* [PASSAGE SHOWN]
────────────────────────────────────────

College Costs

by mapgirl on February 2, 2007

Washington Post has an article on college costs. (This link may require registration. Try Bugmenot for a login. But FWIW, the WaPo does not spam you. I’ve been registered for years and received nothing.)

I think that it’s fine for kids to go to a community or local college to save money, but the flipside is that they have to do extremely well there to go onward to a presitigious university. Transferring into a good school can be difficult if you get crappy grades during your first two years. Trust me, it does matter if you go to a good school. JP Morgan does not recruit kids from second tier and third tier schools.

I’m an academic elitist. I always have been. But my family has a good track record of academic work and high academic achievement was always expected of us. My parents also recognized that the bonds you make at school last a lifetime. Social networking in college counts, which is why I’m not always thrilled by the suggestion of going to community college first. I think you lose out on the bonds made in dorm life your first two years. Two of the weddings I attended last year were for college friends. They lived in the dorm next door my freshman year. I hardly have friends from college that I made during my junior and senior years.

Don’t get me wrong. I am not always convinced that college is for everybody. I think I could have just as easily skipped college and still ended up where I am. There was only one or two jobs that cared where I went to school or that I went at all. Mostly they cared about what I could do and my prior work experiences. In fact, the programming skills I do have are from taking night classes at community college.

The better trick is to take lots of AP classes and try to get as much college credit for them as possible. However, I have to say that my university didn’t give me credit for any of mine. You’re more likely get credit for a science class than say, Greek.

The best advice in the article is to open a 529 for yourself and then transfer it to your future child later on. I suppose after that your child should transfer it to the next sibling if that’s possible. I’m thinking about this since I could always use the money for graduate school in the future.

Related posts:

  1. VA Cooperative Extension Call For Volunteers It’s that time of year again when they train their...

Related posts brought to you by Yet Another Related Posts Plugin.

{ 1 trackback }

50+ Tips, Ideas, Resources on Saving Money for College Students — Broke Grad Student
July 31, 2008 at 11:37 am

{ 3 comments… read them below or add one }

FR February 2, 2007 at 8:27 pm

Actually, the State of California has a rule stating that if a student attends a Junior College and meets a certain GPA limit (not too high, I think something like a 3.3),that University of California (the UCs) MUST accept the student as a transfer student. This is pretty good deal considering that JCs are generally easier and much much cheaper. This is for ALL UCs… my sister’s boyfriend transferred from a JC in Santa Cruz to Berkeley. And Berkeley has a dorm that is for transfer students-only so that they don’t have to miss out on the dorm life. I am sure a lot of other universities have set up similar programs to help the transfer students adjust. So if your goal is to go to a UC and you live in California, it is not a bad option to transfer from a JC.

────────────────────────────────────────

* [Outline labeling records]
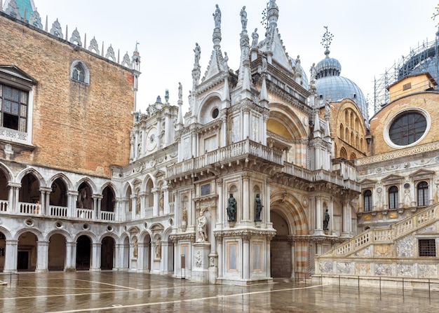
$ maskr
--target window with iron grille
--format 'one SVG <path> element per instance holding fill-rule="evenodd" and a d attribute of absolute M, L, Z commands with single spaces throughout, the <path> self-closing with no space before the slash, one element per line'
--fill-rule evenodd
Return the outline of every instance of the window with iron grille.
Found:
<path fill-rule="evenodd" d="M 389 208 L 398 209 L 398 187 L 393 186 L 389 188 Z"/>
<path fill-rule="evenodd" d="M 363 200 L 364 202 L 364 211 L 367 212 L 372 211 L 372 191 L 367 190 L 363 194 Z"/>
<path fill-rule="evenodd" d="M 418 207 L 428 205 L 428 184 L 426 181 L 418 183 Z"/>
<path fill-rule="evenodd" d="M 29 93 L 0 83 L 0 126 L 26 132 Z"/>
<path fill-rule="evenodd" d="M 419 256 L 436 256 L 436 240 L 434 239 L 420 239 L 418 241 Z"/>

────────────────────────────────────────

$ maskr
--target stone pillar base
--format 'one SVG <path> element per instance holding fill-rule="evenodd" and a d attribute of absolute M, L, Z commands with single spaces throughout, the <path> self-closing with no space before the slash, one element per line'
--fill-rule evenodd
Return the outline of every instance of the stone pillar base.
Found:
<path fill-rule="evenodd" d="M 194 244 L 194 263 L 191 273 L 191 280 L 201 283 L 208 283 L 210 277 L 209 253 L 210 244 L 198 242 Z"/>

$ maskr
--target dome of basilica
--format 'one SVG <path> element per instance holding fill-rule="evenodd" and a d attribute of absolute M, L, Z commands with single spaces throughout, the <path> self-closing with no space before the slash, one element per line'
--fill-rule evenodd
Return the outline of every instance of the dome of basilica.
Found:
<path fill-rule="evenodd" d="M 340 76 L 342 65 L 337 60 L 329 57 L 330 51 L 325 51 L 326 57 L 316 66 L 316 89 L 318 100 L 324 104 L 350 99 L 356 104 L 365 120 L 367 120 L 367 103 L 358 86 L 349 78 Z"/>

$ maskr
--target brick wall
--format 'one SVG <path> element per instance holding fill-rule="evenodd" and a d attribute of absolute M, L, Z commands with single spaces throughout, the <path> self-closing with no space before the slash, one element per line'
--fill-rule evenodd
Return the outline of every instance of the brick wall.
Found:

────────────────────────────────────────

* [OBJECTIVE 1]
Answer these questions from the post on college costs:
(a) According to the post, what does JP Morgan not do?
(b) Where did the author pick up the programming skills mentioned in the post?
(c) In the comment posted under the article, which school did the sister's boyfriend transfer to?
* [OBJECTIVE 2] Count the lines of the records that contain the string "every", matching case exactly, and give only the number.
The records are unrelated to the text on college costs.

* [EXERCISE RESULT 1]
(a) It does not recruit kids from second tier and third tier schools.
(b) From taking night classes at community college.
(c) Berkeley.

* [EXERCISE RESULT 2] 4